■ **PAGE**
Digital brands love designing their own fonts

Twitter announced its own font last week, one of several digital brands to do the same.

Last week, Twitter changed its typeface from Segoe UI to its own Chirp, which it says blends American Gothic, European Grotesque, and “quirks of early woodcut specimens.”

Digital brands love designing their own fonts

It’s designed to be both “messy and sharp,” suitable for both silly and serious Tweets.

Many digital companies come up with their own typefaces

Sans-serif fonts like Ariel or Verdana are often considered more legible online than serif fonts like Times New Roman or Garamond — including for people with dyslexia.

Fonts are also designed to be memorable and evoke the right emotions:

  • Netflix switched to its own typeface, Netflix Sans, in 2018. It’s got “cinematic” uppercases and “compact and efficient” lowercases.

■ **MATERIAL PROVIDED**
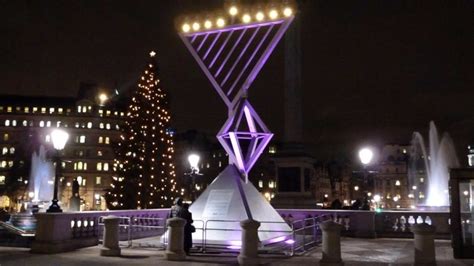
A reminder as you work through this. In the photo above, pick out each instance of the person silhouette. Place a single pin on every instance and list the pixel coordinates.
(189, 229)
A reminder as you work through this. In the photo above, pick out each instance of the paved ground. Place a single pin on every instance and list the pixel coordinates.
(354, 252)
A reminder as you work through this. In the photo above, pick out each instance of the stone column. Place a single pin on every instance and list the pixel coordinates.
(424, 244)
(249, 249)
(331, 243)
(111, 236)
(175, 248)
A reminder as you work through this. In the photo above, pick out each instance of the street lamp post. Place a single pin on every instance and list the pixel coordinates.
(365, 155)
(59, 138)
(193, 160)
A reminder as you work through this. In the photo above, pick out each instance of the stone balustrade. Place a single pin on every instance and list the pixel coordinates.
(371, 224)
(59, 232)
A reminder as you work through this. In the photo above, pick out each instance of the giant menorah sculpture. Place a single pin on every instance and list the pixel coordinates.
(231, 52)
(231, 56)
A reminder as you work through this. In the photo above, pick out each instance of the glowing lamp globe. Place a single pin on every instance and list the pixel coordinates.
(287, 12)
(377, 198)
(233, 11)
(366, 155)
(193, 160)
(59, 138)
(196, 26)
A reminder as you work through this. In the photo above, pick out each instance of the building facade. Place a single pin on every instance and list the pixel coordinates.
(93, 124)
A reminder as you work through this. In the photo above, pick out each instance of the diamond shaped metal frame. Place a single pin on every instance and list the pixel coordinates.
(231, 57)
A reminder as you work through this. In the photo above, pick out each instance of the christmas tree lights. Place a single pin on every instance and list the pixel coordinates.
(145, 172)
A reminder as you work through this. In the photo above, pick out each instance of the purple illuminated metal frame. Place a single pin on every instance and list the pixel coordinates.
(256, 135)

■ **EXERCISE TASK 1**
Reproduce the stretch of the font article from "Sans-serif fonts like" through "people with dyslexia.".
■ **EXERCISE TASK 2**
Using the font article, answer these questions:
(a) Which typeface did Twitter replace with Chirp?
(b) In what year did Netflix switch to Netflix Sans?
(c) Which two serif fonts does the article name?
■ **EXERCISE TASK 3**
Decide whether each statement agrees with the font article. Answer yes or no, and quote the words from the article that settle it.
(a) Chirp is meant to suit both silly and serious Tweets.
(b) Netflix Sans was given compact uppercase letters.
(c) Sans-serif fonts are often considered less legible online than serif fonts.

■ **OUTPUT 1**
Sans-serif fonts like Ariel or Verdana are often considered more legible online than serif fonts like Times New Roman or Garamond — including for people with dyslexia.

■ **OUTPUT 2**
(a) Segoe UI
(b) 2018
(c) Times New Roman and Garamond

■ **OUTPUT 3**
(a) Yes: "suitable for both silly and serious Tweets."
(b) No: "It’s got “cinematic” uppercases and “compact and efficient” lowercases."
(c) No: "Sans-serif fonts like Ariel or Verdana are often considered more legible online than serif fonts like Times New Roman or Garamond"